═══ TEXT SHOWN ═══

Events highlight healthy teen relationships|
by Kelly Deichert
Air University Public Affairs
2/3/2012 - MAXWELL AIR FORCE BASE, Ala. -- Since dating can be a new and complex experience for youth, the Maxwell family advocacy office has organized events to help them navigate this terrain.
"It can be hard to determine where your relationship falls, especially if you haven't dated much," said April Jones, the Family Advocacy Program's outreach manager. "Therefore, the important message we want to send to the youth is how to recognize healthy friendships and healthy relationships."
Jones and her committee will offer programs throughout February, which is National Teen Dating Violence Awareness Month.
· Information table - Parents can learn more about National Teen Dating Violence Awareness Month in the clinic atrium.
· Cyber-safety lunch and learn - Parents can bring their own lunch and learn more about cyber safety during presentations from noon to 1 p.m. Thursday at the Maxwell Airman and Family Readiness Center and Feb. 16 at the Falcon's Nest at Gunter.
· Video dance party challenge - Youth ages 11-13 can enjoy a Zumba demonstration and learn about healthy relationships from 1-2 p.m. Feb. 14 at the fitness center annex at Maxwell. Parents also are invited.
· Relationship smarts workshop - Parents develop their skills during this workshop from 11:30 a.m. to 12:30 p.m. Feb. 22 at the Falcon's Nest at Gunter.
The committee is excited about the video dance party challenge. Event organizer Dr. Neysa Etienne, a clinical psychologist with the Maxwell clinic, said she hopes this social activity will build peer relations and a positive self-image.

═══ EXERCISE DATA ═══

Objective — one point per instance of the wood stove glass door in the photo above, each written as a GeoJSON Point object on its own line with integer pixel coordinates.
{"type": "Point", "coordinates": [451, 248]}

═══

WORK INSTRUCTION: Resume the article on Maxwell's teen dating awareness events, starting after its last sentence.

TASK OUTPUT:
"My hope is that many of the students will discover a new, positive outlet they can use to interact socially in a fun and healthy way," she said. "Regardless of present skill level, dancing is a positive activity that can relieve stress, build resiliency, stimulate the mind and keep the body fit."
She said she hopes the children will enjoy the event and make exercise a habit.
"There is research to support the relationship between music and the release of endorphins in the brain," she said. "These endorphins are feel-good chemicals of the brain that foster a positive association between the behavior and how that behavior makes you feel."
Helping children recognize positive relationships now will help them develop affirmative relationships as adults.
"I hope that youth and parents learn the importance of healthy friendships and healthy relationships," Jones said. "What a youth learns now determines future relationships, whether healthy or unhealthy."
Supporting parents and children is part of family advocacy's yearlong mission.
"Everyone deserves to be in a healthy relationship free from violence, the Family Advocacy Program hopes that parents and youth will learn the keys to healthy relationships free of violence through our prevention education activities this month."